- WORK TO COMPLETE
1) Output the passage of the post on the UAV disaster-relief network starting at "Yes, I just" and ending at "an HTTP tunnel.", word for word.
2) Go on with the post about the UAV disaster-relief network, picking up after its final sentence.
====== TEXT PROVIDED ======
This is a quick overview of my masters research work that you might find interesting. I've been posting in the drones-discuss developer mailing list and a couple of people suggested I make a post over here for everyone to see. The associated paper is titled "Relief and Emergency Communication Network Based on an Autonomous Decentralized UAV Clustering Network" and will be published soon in the 2015 conference proceedings for IEEE SoutheastCon.

What it is

Quoting the abstract from my paper: 

...propose a fully autonomous system to deploy Unmanned Aerial Vehicles (UAV) as the first phase disaster recovery communication network for wide-area relief. An automation algorithm has been developed to control the deployment and positioning of UAVs based on a traditional cell network structure utilizing 7-cell clusters in a hexagonal pattern. The distributed execution of the algorithm is based on a centralized management of UAV cells through assigning higher ranked UAVs referred to as supernodes. The algorithm autonomously elects supernodes based on weighted variables and dynamically handles any changes in total number of UAVs in the system...

So in essence you can launch a bunch of drones in the air to act as communication towers using any protocol like GSM or WiFi.

The System

The system consists of three main parts:

Yes, I just threw the props on for the picture so the orientations are probably wrong :)

On the software side I didn't use MAVProxy or DroneAPI as a whole but I studied them heavily and was able to understand how they were built in order to create my own more streamlined (single-purpose) version. I of course used a lot of helper functions from both MAVProxy and DroneAPI.

The system consists of a Python backend and an HTML user interface. I use WebSockets and Flask to communicate between Python and my interface in real time. I also use Bootstrap and AngularJS as helpers on the frontend side. The interface also allows for setting of parameters and fail-safes. I can control the system from anywhere in the world or on any device by simply using an HTTP tunnel.
====== PROVIDED MATERIAL ======
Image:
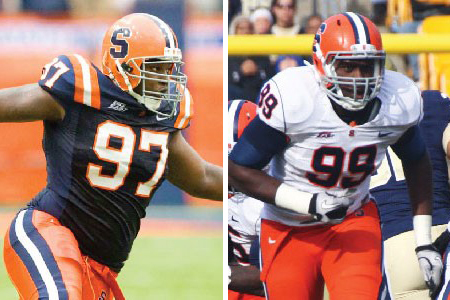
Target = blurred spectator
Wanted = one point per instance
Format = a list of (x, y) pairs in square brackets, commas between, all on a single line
[(46, 7), (284, 13), (311, 24), (241, 25), (234, 8), (420, 10), (379, 10), (249, 6), (284, 62), (262, 21), (246, 74)]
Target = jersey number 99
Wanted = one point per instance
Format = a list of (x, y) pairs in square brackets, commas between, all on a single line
[(328, 165)]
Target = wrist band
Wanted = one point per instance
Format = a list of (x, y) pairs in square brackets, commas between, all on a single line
[(422, 229), (293, 199)]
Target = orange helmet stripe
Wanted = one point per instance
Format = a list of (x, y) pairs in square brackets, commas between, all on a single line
[(186, 111)]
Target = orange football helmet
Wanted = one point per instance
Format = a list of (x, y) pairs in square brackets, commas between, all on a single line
[(349, 36), (133, 51)]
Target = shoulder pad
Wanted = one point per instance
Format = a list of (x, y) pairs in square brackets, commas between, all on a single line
[(287, 100), (185, 111), (72, 79)]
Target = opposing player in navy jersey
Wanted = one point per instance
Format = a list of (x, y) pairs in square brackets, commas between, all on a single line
[(111, 137), (390, 190), (325, 130)]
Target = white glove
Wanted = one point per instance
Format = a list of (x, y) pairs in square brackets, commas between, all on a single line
[(329, 208), (430, 262)]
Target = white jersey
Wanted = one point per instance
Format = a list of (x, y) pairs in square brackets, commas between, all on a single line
[(244, 212), (324, 152)]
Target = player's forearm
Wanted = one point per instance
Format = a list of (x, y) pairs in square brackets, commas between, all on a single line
[(211, 186), (253, 182), (419, 180), (28, 103)]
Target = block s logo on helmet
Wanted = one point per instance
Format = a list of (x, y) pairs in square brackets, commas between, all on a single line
[(118, 40)]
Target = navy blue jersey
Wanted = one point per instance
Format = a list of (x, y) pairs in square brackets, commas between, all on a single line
[(105, 159), (389, 185)]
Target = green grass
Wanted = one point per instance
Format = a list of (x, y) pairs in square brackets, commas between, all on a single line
[(163, 268)]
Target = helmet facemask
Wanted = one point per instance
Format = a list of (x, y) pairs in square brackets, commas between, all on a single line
[(354, 93), (159, 91)]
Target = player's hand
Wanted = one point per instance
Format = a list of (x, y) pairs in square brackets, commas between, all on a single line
[(328, 207), (430, 262)]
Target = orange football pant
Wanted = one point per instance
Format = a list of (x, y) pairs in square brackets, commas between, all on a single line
[(44, 262), (296, 261)]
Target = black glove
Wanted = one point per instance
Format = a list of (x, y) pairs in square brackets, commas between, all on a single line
[(441, 242), (329, 208)]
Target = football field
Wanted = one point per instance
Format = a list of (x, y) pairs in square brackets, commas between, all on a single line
[(171, 259)]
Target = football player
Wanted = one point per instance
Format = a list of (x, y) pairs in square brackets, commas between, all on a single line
[(111, 137), (389, 189), (243, 217), (326, 128)]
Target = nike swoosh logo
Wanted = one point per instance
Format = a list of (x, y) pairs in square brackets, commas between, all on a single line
[(384, 134), (330, 206), (158, 118)]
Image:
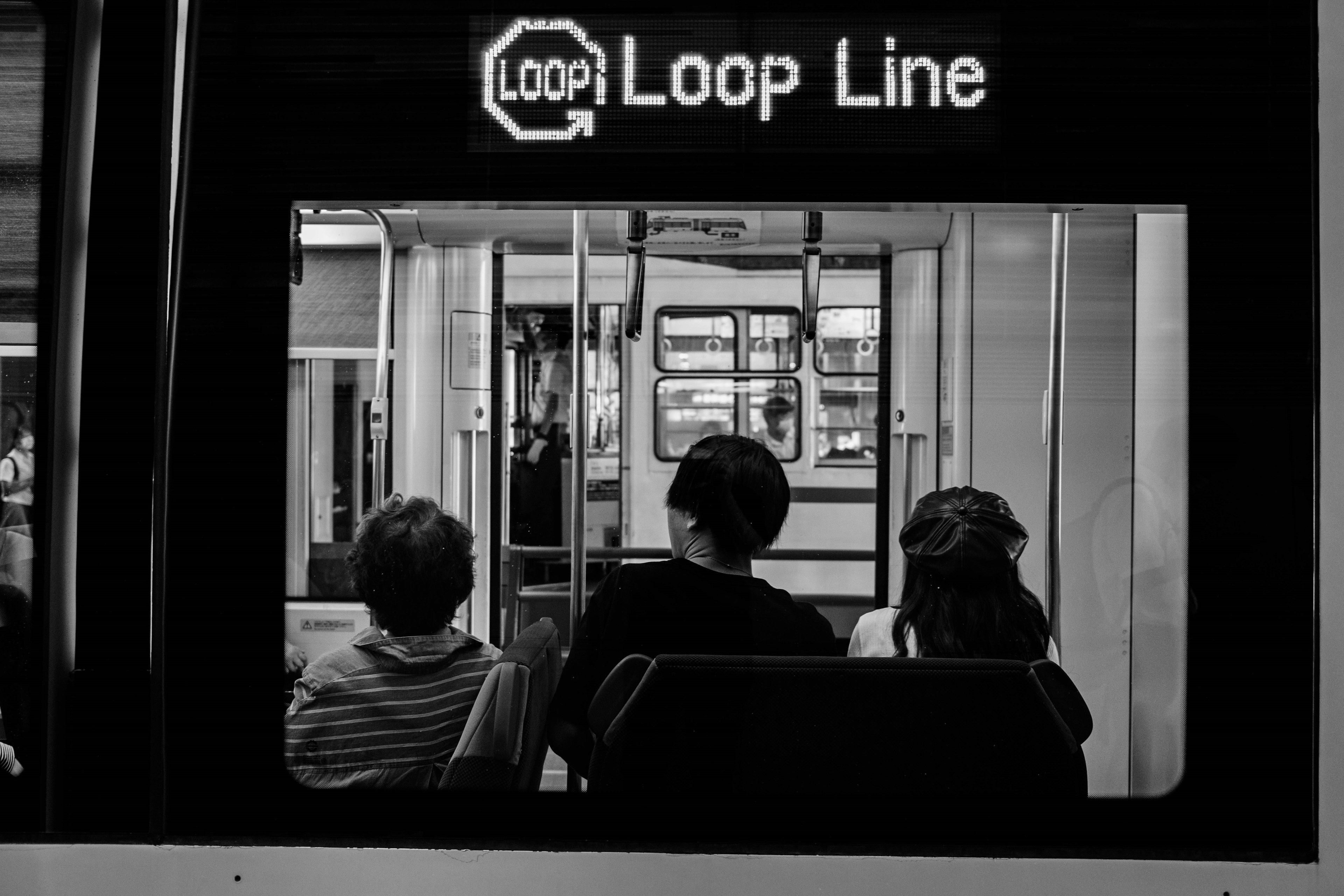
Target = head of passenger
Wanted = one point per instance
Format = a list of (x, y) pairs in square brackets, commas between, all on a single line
[(412, 565), (728, 502), (964, 596)]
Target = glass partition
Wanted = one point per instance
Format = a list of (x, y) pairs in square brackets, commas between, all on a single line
[(775, 340), (687, 410), (697, 342), (847, 421), (773, 417), (847, 340)]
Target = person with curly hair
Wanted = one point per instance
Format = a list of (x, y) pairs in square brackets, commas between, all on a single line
[(387, 708)]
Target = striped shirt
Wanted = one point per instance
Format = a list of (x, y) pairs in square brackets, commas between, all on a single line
[(385, 713)]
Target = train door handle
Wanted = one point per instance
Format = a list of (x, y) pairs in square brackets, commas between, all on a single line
[(636, 232), (811, 273)]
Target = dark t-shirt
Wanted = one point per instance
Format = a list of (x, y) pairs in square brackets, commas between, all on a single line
[(677, 606)]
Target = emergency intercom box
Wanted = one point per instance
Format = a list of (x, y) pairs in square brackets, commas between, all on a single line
[(318, 628)]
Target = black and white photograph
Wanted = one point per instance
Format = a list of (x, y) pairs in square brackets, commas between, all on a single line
[(709, 449)]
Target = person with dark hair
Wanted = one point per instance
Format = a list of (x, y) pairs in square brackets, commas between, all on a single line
[(17, 476), (963, 596), (780, 434), (387, 708), (728, 503)]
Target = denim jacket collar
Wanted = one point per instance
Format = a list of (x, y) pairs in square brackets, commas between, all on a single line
[(416, 655)]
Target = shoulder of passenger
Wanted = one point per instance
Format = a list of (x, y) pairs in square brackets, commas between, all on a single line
[(336, 664), (875, 620)]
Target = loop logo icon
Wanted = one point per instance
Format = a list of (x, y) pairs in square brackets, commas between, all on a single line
[(541, 80)]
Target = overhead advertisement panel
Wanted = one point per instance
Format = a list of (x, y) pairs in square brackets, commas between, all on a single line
[(678, 84)]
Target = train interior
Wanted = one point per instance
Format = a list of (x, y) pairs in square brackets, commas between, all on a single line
[(963, 301)]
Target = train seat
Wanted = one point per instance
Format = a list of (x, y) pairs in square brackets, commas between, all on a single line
[(503, 746), (723, 724)]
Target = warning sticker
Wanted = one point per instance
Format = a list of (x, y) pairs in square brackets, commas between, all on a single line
[(326, 625)]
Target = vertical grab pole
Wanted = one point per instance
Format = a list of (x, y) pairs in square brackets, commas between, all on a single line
[(579, 445), (378, 406), (1056, 417)]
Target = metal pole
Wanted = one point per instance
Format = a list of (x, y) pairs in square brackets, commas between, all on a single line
[(378, 407), (579, 442), (1056, 417)]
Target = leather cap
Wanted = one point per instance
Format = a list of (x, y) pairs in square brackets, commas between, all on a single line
[(963, 532)]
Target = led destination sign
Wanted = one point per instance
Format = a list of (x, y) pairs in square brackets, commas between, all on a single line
[(671, 84)]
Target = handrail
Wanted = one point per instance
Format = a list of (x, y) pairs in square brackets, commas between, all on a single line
[(666, 554)]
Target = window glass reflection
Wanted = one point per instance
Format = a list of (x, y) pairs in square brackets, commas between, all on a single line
[(775, 415), (691, 409), (773, 338), (847, 421), (697, 342), (847, 340)]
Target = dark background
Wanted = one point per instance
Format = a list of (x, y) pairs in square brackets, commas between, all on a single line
[(373, 101)]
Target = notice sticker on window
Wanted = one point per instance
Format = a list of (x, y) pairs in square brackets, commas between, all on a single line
[(326, 625), (604, 468), (471, 351)]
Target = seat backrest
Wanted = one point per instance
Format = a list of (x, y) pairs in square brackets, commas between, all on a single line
[(503, 745), (810, 724)]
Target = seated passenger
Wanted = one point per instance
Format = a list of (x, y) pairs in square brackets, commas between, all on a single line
[(728, 502), (964, 596), (387, 708)]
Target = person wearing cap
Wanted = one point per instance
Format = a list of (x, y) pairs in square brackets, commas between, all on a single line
[(963, 596), (728, 503)]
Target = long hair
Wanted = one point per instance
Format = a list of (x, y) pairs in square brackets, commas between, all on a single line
[(984, 618)]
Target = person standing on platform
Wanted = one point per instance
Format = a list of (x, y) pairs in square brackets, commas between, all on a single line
[(17, 473)]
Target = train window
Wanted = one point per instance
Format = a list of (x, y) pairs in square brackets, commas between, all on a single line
[(687, 410), (847, 421), (847, 340), (773, 417), (697, 340), (775, 340), (23, 45)]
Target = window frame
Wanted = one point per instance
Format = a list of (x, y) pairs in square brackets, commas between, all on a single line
[(738, 422), (732, 311), (877, 347)]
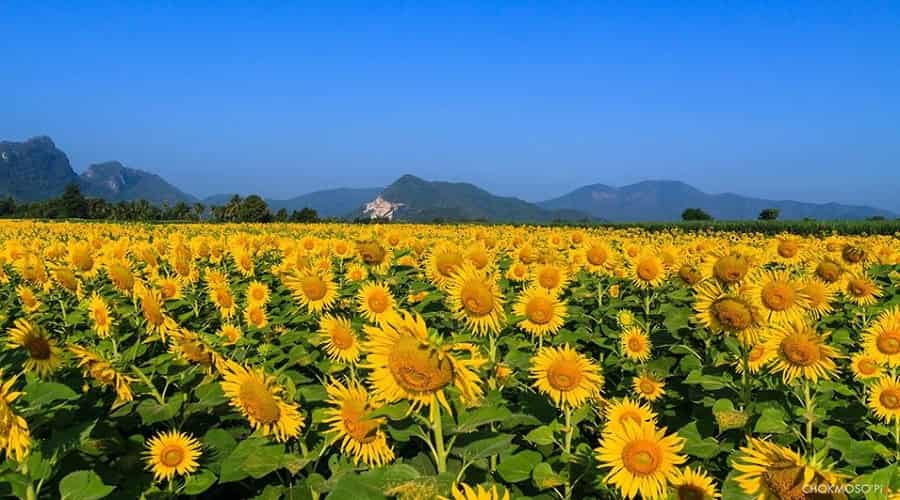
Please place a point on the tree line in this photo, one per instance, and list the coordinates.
(72, 204)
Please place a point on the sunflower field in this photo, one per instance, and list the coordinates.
(338, 361)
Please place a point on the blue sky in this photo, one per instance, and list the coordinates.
(794, 100)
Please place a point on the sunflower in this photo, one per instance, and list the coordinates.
(769, 471)
(27, 298)
(466, 492)
(542, 312)
(98, 311)
(171, 453)
(800, 352)
(316, 291)
(100, 370)
(257, 293)
(642, 459)
(694, 484)
(567, 376)
(882, 338)
(861, 290)
(375, 302)
(647, 270)
(43, 353)
(648, 387)
(884, 398)
(340, 340)
(627, 409)
(406, 364)
(231, 333)
(777, 296)
(15, 438)
(256, 395)
(636, 344)
(361, 437)
(475, 298)
(727, 311)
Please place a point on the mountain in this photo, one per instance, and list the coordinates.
(665, 200)
(328, 202)
(413, 199)
(113, 182)
(34, 170)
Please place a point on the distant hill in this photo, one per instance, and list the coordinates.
(34, 170)
(414, 199)
(665, 200)
(113, 182)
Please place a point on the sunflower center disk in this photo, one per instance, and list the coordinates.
(778, 296)
(800, 350)
(539, 310)
(417, 368)
(641, 457)
(478, 299)
(888, 342)
(258, 402)
(564, 375)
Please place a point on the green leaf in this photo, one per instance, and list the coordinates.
(518, 467)
(83, 485)
(196, 484)
(772, 421)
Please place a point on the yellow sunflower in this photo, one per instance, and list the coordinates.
(15, 438)
(642, 459)
(636, 344)
(475, 298)
(362, 437)
(256, 395)
(171, 453)
(568, 377)
(43, 353)
(375, 302)
(406, 364)
(884, 399)
(543, 313)
(340, 340)
(800, 352)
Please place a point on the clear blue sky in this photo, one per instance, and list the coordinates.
(789, 99)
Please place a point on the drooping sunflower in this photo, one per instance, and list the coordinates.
(769, 471)
(170, 453)
(258, 397)
(642, 459)
(636, 344)
(543, 312)
(881, 339)
(778, 297)
(865, 366)
(43, 353)
(103, 372)
(475, 298)
(799, 351)
(340, 340)
(375, 302)
(362, 437)
(648, 387)
(647, 270)
(568, 377)
(15, 438)
(316, 291)
(406, 364)
(625, 410)
(884, 399)
(694, 484)
(98, 312)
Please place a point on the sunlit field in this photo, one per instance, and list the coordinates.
(465, 362)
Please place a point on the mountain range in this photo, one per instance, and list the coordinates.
(36, 169)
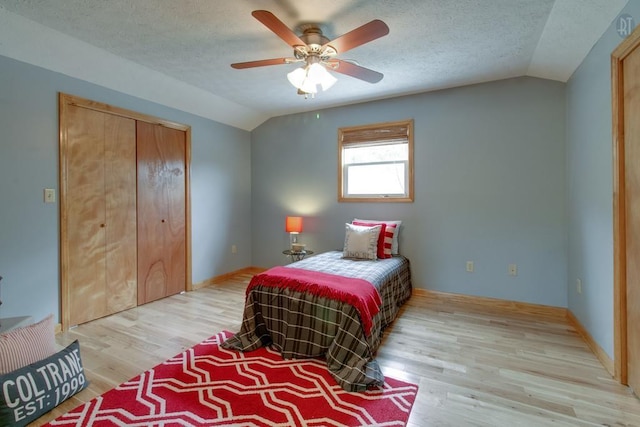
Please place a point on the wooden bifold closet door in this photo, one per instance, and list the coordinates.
(161, 212)
(99, 216)
(124, 209)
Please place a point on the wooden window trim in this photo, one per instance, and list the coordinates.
(383, 133)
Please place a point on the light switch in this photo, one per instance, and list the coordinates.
(49, 195)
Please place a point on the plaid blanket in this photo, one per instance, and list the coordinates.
(302, 325)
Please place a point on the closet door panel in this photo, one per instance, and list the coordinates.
(120, 212)
(161, 211)
(85, 219)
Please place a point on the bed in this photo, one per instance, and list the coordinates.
(287, 307)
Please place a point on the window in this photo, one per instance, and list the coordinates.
(375, 163)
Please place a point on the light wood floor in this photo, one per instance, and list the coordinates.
======
- EXPECTED RESULTS
1)
Yes, I just threw the props on for the picture so the orientations are probably wrong :)

On the software side I didn't use MAVProxy or DroneAPI as a whole but I studied them heavily and was able to understand how they were built in order to create my own more streamlined (single-purpose) version. I of course used a lot of helper functions from both MAVProxy and DroneAPI.

The system consists of a Python backend and an HTML user interface. I use WebSockets and Flask to communicate between Python and my interface in real time. I also use Bootstrap and AngularJS as helpers on the frontend side. The interface also allows for setting of parameters and fail-safes. I can control the system from anywhere in the world or on any device by simply using an HTTP tunnel.

2)
With my system, you first start up the Python script and load the web interface. The two will automatically connect via WebSockets as long as the port numbers are the same. After that the interface will automatically recognize any drone connected to the computer and add it to the system. When all that is done all you need to do is initiate the launch and then the control algorithm takes over. The algorithm arranges the drones in a hexagonal honeycombed pattern, which can scale to any size. 


For autonomous control, I implemented a finite-state machine. Each drone added spawned it's own FSM, which allowed for everything to function independently and as a whole at the same time by simply manipulating a master state.



There are a bunch of fail-safes and safety measures in the system but you can read about that in the paper -- I'm not going into too much detail in this post.

Testing

Everything in the system is fully functional but the fleet was grounded for some time due to the FAA regulations that went into effect but I'm hoping to get a video out of them all in operation before the end of the semester. I can definitely understand the dangers of 13 drones flying themselves :)


I'll update the post with a link to the paper on this research once it's published -- it goes into much more detail than I've covered here. As far as releasing the full source I have no problem with it but I'll have to see about that from my school since they own the research.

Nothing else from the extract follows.